→ **Page excerpt**:

★ ★ ★ ★

NEW YORK, NY, September, 2017 – It has been eight years since the Federal Bureau of Investigation’s probe into insider trading led to the demise of $7 billion hedge fund firm Galleon Group, yet the issue is far from fading into the background. Since Galleon’s demise, the FBI and regulators have brought countless charges of insider trading –most notably against Steven Cohen’s SAC Capital Advisors, which plead guilty to insider trading charges in 2013 and paid a whopping $1.8 billion penalty. And then there’s Cohen himself, who just last year reached an agreement with the Securities and Exchange Commission over his firm’s activities that will keep him from managing money for anyone but himself until 2018. Most recently, prosecutors filed insider trading charges against seven individuals over trades based on non-public information they were given by Daniel Rivas, a Bank of America employee.

The New York Hedge Fund Roundtable recently hosted an event focused on this continuously relevant topic and then surveyed its membership to see whether or not members’ perception of the issue has changed since the Roundtable last focused an event on the issue in January 2016.

From Trader to Whistleblower: How Tom Hardin Wound Up at the Center of Galleon’s Insider Trading Case was the topic of the Roundtable’s August event, where Hardin, initially known as “Tipper X” in the Galleon investigation, shared his story of how insider trading ended his career for what was ultimately just a $46,000 commission.

“We’re all potentially just a few decisions away from going down that slippery slope… there’s this idea in social science called the fudge factor –that humans all have a fudge factor, but that we want to be able to cheat up to the point where we can still think of ourselves as good people,” said Hardin, discussing the evolution of his involvement in insider trading at the Roundtable’s August 2nd event. “My self talk in this situation was that ‘this is such a small position, it’s an immaterial position’… the problem is that once you do it once it becomes very easy to do it again,” he said.

When it comes insider trading, Roundtable members are fairly confident the problem is not one within their own firms. 97% of respondents to this year’s insider trading survey believe their firm is completely compliant with regulations prohibiting the practice, up from 91% of respondents who felt this way in January 2016. Nonetheless, there is a consensus among members that as long as money continues to pour into alternative investments and the number of funds keeps rising there will always be someone desperate enough to try insider trading as a way of differentiating themselves.

★ ★ ★ ★

→ **Data shown**:

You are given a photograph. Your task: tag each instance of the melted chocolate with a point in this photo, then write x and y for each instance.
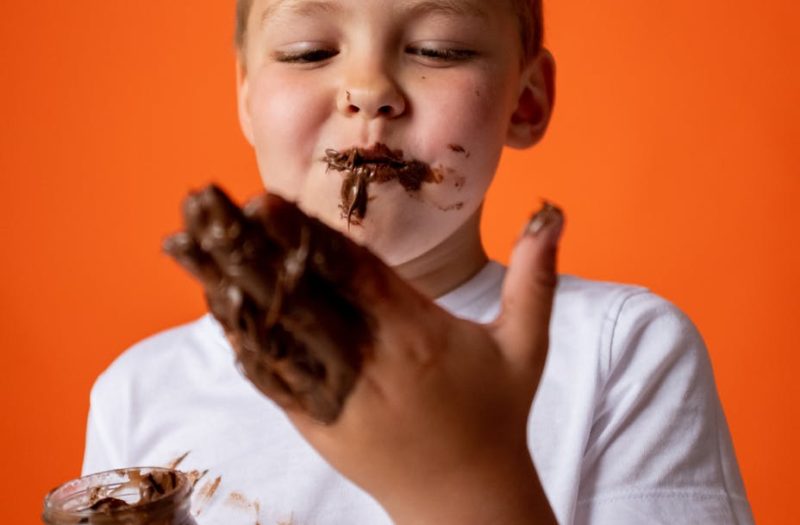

★ ★ ★ ★

→ **Goals**:
a) Answer these questions from the insider trading article, one line each:
(i) What penalty did SAC Capital Advisors pay?
(ii) How much was the commission that Hardin says ended his career?
(iii) What share of respondents to this year's survey believe their firm is completely compliant?
b) Render this sentence from the insider trading article in Spanish: "97% of respondents to this year’s insider trading survey believe their firm is completely compliant with regulations prohibiting the practice, up from 91% of respondents who felt this way in January 2016."
c) Go on with the insider trading article, picking up after its final sentence.

→ **Answer set**:
a)
(i) $1.8 billion
(ii) $46,000
(iii) 97%

b) El 97 % de quienes respondieron a la encuesta de este año sobre uso de información privilegiada cree que su firma cumple plenamente con la normativa que prohíbe esa práctica, lo que supone un aumento respecto del 91 % de quienes opinaban lo mismo en enero de 2016.

c)
New York Hedge Fund Roundtable members had the opportunity to weigh in on the topic of insider trading reporting at the Roundtable’s most recent event on August 2nd, as well as through an online electronic poll.

*Of the respondents to this survey, 26% were fund managers; 19% were allocators; 11% were risk management or trading; 36% were service providers and 8% were other industry participants.

Following are some of the key findings of that survey:

  • 14% of respondents believe that insider trading practices in the alternative investment industry have become less prevalent since the FBI arrested Raj Rajaratnam and scared the bejeezus out of everyone, a noticeable drop from January 2016 when 25% of respondents felt this way; 37% of respondents think the news of arrests and convictions there has had little impact on insider trading because those who engage in such practices think they are smarter than everyone else and will never get caught, compared with 39% of respondents in 2016; and 49% of respondents believe the influx of money into funds in recent years and the explosion in the number of hedge fund firms has put enough pressure on fund managers that there will always be a few desperate enough to try anything, including insider trading, a significant increase from the 36% of respondents who felt this way in the Roundtable’s previous survey on this topic.
  • When asked where they believe the biggest risks for insider trading lie, 44% of respondents said that they believe it is firms with an attitude of being untouchable among the top level of management, compared to 24% of people who felt this way in January 2016; 35% think the biggest risk is rogue employees, down from 59% of respondents; and 21% think it is the ease of circumventing company monitoring through work around technologies, such as gaming stations and disposable mobile phones, up from 17% in 2016.
  • 90% of respondents said their firms have been extremely diligent in efforts to make sure employees know what constitutes insider trading, compared with 89% of respondents in 2016; 10% of respondents said that even though their firms have no insider trading policies, they are uncertain that everyone understands all the actions that fall under the insider trading umbrella or where the lines are when it comes to sharing sensitive company information, compared with 11% in 2016.
  • When asked whether their firms allow employees to trade on their own behalf through external accounts, 61% of respondents said employees and spouses can trade on their own behalf as long as they report their activities to the company, compared to 51% in last year’s survey; 22% said their firm’s no-trading policy is strictly enforced and is a major deterrent to outside trading activities, slightly down from 25% in January 2016; 14% said their company has a no trading policy and that it is clear that violation it is a fireable offense, compared to 12%; and another 3% said that while their firms have no trading policies, they are loosely enforced and of little concern to employees, down from 12%.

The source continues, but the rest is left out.